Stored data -
┄┄┄┄┄┄┄┄┄┄

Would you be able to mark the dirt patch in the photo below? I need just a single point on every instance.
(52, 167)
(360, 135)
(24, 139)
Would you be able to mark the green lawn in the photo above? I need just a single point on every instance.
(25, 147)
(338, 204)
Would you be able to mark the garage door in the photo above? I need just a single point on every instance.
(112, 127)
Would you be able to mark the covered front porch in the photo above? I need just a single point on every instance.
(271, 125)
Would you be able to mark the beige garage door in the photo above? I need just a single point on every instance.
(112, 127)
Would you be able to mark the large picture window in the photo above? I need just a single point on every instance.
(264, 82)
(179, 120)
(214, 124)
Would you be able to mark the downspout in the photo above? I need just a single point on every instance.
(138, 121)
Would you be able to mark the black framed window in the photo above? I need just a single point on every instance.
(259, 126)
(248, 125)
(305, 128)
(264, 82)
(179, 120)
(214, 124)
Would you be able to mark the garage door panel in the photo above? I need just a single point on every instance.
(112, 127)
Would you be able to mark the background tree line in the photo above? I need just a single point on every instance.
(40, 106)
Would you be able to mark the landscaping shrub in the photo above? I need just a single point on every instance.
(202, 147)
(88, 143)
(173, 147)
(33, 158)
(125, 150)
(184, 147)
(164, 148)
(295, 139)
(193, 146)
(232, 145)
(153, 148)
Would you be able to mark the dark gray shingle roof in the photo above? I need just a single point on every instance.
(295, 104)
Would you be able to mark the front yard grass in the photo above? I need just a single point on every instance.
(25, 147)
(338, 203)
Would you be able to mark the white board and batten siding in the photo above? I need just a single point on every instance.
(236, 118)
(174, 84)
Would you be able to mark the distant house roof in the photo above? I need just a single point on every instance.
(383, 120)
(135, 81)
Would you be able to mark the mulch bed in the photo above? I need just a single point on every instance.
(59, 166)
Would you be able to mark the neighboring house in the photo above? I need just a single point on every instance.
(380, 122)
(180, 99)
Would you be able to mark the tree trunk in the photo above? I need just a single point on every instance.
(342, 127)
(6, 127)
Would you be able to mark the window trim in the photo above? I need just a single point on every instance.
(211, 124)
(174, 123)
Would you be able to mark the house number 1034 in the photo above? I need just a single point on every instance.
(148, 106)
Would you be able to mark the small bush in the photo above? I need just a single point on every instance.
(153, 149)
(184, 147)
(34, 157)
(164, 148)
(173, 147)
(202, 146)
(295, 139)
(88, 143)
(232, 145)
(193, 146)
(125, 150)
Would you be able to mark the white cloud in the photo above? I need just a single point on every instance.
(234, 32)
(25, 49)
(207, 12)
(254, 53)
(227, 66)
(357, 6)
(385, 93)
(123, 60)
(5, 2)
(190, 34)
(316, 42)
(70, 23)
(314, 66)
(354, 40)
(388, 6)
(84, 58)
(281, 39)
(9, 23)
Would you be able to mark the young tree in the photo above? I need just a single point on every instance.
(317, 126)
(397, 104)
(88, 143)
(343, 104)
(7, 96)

┄┄┄┄┄┄┄┄┄┄

AIM OF THE TASK - Beginning with the line that contains "Would you be able to mark the window", repeat every line through the end of the records and nothing more.

SOLUTION -
Would you be able to mark the window trim in the photo above? I need just a single point on every instance.
(211, 124)
(174, 123)
Would you be able to mark the house number 1034 in the photo above? I need just a single point on every instance.
(148, 106)
Would you be able to mark the small bush in the photo above? I need just a single point on every instance.
(153, 149)
(184, 147)
(34, 157)
(164, 148)
(173, 147)
(202, 146)
(295, 139)
(88, 143)
(232, 145)
(193, 146)
(125, 150)
Would you be able to mark the white cloud in the photo above? I need just a single point on every instance.
(234, 32)
(25, 49)
(207, 12)
(254, 53)
(227, 66)
(357, 6)
(385, 93)
(123, 60)
(5, 2)
(190, 34)
(316, 42)
(70, 23)
(314, 66)
(354, 40)
(388, 6)
(84, 58)
(281, 39)
(9, 23)
Would you be able to mark the young tree in the photo above? I need just a single point on every instance.
(317, 126)
(397, 104)
(88, 143)
(343, 104)
(7, 96)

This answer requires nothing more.